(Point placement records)
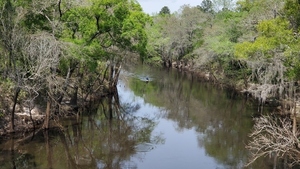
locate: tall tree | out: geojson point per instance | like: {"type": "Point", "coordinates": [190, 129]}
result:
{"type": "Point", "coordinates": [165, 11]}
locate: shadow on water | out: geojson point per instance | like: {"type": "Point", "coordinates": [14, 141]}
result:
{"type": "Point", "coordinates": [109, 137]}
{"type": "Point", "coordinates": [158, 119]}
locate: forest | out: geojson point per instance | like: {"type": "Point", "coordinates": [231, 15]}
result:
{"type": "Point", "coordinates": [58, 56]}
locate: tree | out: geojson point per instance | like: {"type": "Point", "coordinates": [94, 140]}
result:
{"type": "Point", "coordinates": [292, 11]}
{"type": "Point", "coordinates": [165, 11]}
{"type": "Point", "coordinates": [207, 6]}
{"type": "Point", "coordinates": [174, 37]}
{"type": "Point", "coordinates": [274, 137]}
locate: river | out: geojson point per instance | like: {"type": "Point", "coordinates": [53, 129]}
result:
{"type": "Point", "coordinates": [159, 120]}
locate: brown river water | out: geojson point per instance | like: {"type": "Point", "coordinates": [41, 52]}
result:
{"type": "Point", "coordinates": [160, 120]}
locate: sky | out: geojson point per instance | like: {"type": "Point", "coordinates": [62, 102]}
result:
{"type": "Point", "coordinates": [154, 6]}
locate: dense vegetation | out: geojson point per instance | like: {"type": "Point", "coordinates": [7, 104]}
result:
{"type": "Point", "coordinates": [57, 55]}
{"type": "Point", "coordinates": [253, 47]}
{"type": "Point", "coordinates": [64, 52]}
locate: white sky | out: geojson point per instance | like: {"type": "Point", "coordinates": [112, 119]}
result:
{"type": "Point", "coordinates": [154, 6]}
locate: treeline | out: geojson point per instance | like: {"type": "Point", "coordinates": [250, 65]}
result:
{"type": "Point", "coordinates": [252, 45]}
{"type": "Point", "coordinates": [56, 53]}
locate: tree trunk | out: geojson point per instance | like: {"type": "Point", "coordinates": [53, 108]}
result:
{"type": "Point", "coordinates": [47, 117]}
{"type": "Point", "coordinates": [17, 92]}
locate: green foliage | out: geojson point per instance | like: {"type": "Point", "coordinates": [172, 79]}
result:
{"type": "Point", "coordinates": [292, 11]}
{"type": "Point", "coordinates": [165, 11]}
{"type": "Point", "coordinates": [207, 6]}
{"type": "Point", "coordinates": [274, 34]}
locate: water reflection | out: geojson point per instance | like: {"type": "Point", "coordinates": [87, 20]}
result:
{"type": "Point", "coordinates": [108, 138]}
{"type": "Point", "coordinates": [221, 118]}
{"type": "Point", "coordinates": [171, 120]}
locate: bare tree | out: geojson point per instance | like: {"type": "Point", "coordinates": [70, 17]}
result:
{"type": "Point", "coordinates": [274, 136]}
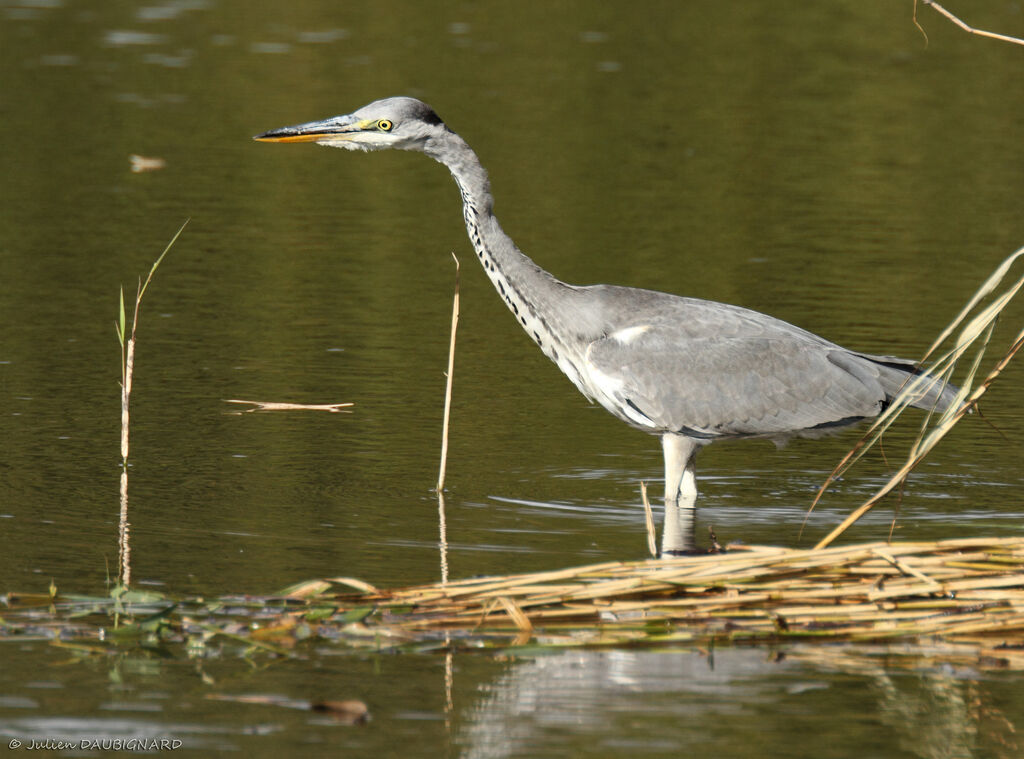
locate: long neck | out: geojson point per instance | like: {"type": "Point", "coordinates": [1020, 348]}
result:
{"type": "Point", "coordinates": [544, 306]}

#### [YOUR INSTRUCTIONS]
Restate word for word, please, the line containing "locate: green foliage" and all lines after it through the end of the material; the pictures do not belong in the copy.

#### [WRITTEN ANSWER]
locate: green foliage | out: geojson point per instance | like: {"type": "Point", "coordinates": [172, 79]}
result:
{"type": "Point", "coordinates": [292, 11]}
{"type": "Point", "coordinates": [165, 11]}
{"type": "Point", "coordinates": [207, 6]}
{"type": "Point", "coordinates": [274, 34]}
locate: water reflection | out: geojson point per instance | like: {"type": "Point", "coordinates": [87, 20]}
result:
{"type": "Point", "coordinates": [108, 138]}
{"type": "Point", "coordinates": [221, 118]}
{"type": "Point", "coordinates": [171, 120]}
locate: bare tree | out: geojson point per instance | like: {"type": "Point", "coordinates": [70, 17]}
result:
{"type": "Point", "coordinates": [274, 136]}
locate: long neck | out: geojson point per instance | like: {"type": "Point", "coordinates": [1020, 348]}
result:
{"type": "Point", "coordinates": [544, 306]}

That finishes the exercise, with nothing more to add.